**TASK STATEMENT**
Write the data out again, character for character, with no images.
[SUPPLIED RECORDS — start]
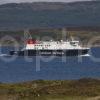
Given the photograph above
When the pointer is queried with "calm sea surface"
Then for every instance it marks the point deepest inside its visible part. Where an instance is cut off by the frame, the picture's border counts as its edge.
(20, 70)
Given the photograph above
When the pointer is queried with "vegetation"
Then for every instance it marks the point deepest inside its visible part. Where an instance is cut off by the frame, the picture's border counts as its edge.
(51, 90)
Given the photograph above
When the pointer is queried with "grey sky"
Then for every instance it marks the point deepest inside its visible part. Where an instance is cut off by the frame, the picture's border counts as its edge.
(13, 1)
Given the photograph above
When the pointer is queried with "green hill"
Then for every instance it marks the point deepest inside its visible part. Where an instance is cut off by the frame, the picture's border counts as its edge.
(48, 14)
[SUPPLIED RECORDS — finish]
**SOLVED EXERCISE**
Given the photograph above
When the pointer is queried with "calm sea surface"
Then for every instance it marks the point deepest inside its visible part. Where an instance is cut off by the frame, the picture's border counts as its edge.
(20, 70)
Given the photograph above
When the pointer is queried with "vegetation"
Then for every instance it marks the point deepest inside its visible part. Where an instance is cut off by the frame, the picture's border counts as its edge.
(51, 90)
Given the photograph above
When the pointer is queried with "grey sky"
Then for every instance it marks the point deepest inside its visible part. Where an instance is cut off by the frame, the picture's border counts as its edge.
(13, 1)
Given the photograph above
When the pointer is queried with "green hill"
Then for every instance it marks the point deepest inside its visible part. Where an instance is cut off by the frame, the picture's border counts as its edge.
(48, 14)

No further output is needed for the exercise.